YOUR GOAL: Copy every entry below exactly, and keep out the pictures.

BEGIN STORED DATA

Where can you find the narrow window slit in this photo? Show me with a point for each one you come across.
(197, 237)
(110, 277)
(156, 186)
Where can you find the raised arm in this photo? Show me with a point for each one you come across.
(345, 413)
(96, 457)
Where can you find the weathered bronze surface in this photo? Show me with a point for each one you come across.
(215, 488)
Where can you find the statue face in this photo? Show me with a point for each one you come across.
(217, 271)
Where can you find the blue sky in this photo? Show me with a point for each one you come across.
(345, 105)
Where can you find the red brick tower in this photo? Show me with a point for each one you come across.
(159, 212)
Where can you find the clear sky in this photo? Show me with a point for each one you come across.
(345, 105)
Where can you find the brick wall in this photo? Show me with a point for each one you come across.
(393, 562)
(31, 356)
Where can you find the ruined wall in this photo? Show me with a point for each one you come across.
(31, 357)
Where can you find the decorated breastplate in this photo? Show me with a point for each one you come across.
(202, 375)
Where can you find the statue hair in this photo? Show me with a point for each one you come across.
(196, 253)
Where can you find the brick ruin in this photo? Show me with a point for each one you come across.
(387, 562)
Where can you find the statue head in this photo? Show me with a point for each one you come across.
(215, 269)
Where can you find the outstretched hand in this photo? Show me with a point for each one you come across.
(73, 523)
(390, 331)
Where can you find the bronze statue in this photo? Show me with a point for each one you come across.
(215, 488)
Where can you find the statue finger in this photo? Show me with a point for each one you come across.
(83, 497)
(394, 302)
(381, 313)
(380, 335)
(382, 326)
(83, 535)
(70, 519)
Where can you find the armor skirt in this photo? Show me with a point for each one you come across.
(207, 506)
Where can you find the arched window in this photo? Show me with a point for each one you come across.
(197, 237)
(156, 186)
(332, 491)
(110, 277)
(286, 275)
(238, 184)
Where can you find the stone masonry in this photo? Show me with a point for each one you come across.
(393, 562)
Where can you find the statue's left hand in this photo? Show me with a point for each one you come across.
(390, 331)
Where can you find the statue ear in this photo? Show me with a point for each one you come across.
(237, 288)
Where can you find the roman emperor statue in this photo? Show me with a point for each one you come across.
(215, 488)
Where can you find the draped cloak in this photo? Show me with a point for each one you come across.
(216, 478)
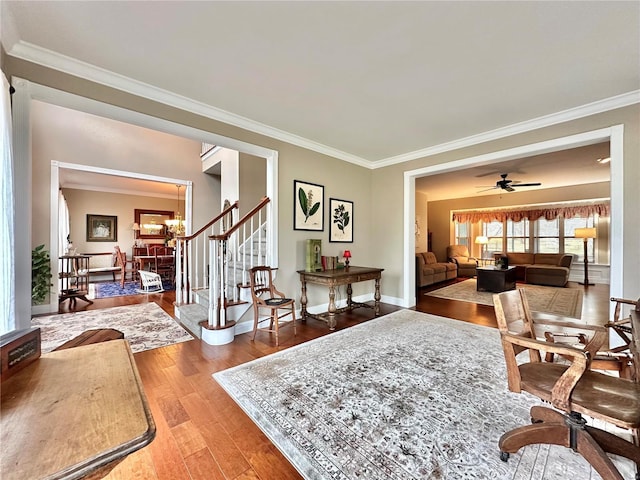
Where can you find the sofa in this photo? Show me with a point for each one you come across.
(466, 264)
(430, 271)
(550, 269)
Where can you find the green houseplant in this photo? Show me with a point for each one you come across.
(40, 274)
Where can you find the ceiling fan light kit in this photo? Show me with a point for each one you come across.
(510, 185)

END STORED DATA

EXERCISE ANSWER:
Where can you find the narrow window slit in this photo? Show me with a point for each one you come across.
(197, 237)
(110, 277)
(156, 186)
Where can you find the raised arm in this photo? Show me with a point for each one you come across.
(345, 413)
(96, 457)
Where can you find the weathered bronze surface in this photo? Show me with a point for each one you come across.
(215, 488)
Where can you find the statue face in this photo? Show me with a point for each one you come across.
(217, 271)
Where can you find the blue sky in this photo? Show me with a point for each one you come across.
(345, 105)
Where can you find the red brick tower in this photo? Show me with a point for each one you come across.
(159, 212)
Where can you find the clear sky in this photo? Show me with a point for each one you come across.
(345, 105)
Where can you find the brick wall in this photo? Show me with a point for each one you come across.
(393, 562)
(31, 356)
Where can you find the ruined wall in this photo? Show me with a point for each one you come across.
(31, 357)
Where can you find the decorated breastplate in this photo? Show me with a point for each one you come across.
(202, 375)
Where can you find the statue hair in this photo? Show me with a point for each one you come across.
(196, 253)
Where can you find the brick ruin in this photo? Show me with a point for each one you come across.
(387, 562)
Where can you find the statue head in this photo? Show me with a point for each one you come across.
(215, 269)
Where can you find the outstretched hand in this photo? Show me with a point for each one you come across.
(73, 523)
(390, 331)
Where can you find the bronze statue in this photo? Show me with a point for each one you come across.
(215, 488)
Where can you find the statue finger in this photo? Show me with a point for each one you come across.
(83, 497)
(394, 302)
(381, 313)
(380, 335)
(382, 326)
(83, 535)
(70, 519)
Where can you find the armor skirt in this photo? Show me with a point for each one you come across.
(207, 506)
Where can you find the arched window in this photo? Show me with a point for each one you come across.
(197, 237)
(156, 186)
(332, 491)
(110, 277)
(286, 275)
(238, 184)
Where can you find the stone masonry in this photo? Show me with a point for each one you come across.
(393, 562)
Where can you find the statue's left hand in this photo? Show me with a point for each one you come across.
(390, 331)
Where can you find the statue ear in this photo? Show me with a point for each one you come across.
(237, 288)
Where can you find the roman emperor statue in this photo? Show me with a point for each one you come across.
(215, 488)
Where can you find the draped cloak in this photo? Show me with a point for each one you come across.
(216, 478)
Where can you find the sofa in this photo? Show me with a point for each one you come across.
(466, 264)
(430, 271)
(550, 269)
Where can you find the green houseplant in this photo? Show me with a point for each one you come across.
(40, 274)
Where can you find the ceiling fan light kit in this photo? Show me with a point for each one you come across.
(510, 185)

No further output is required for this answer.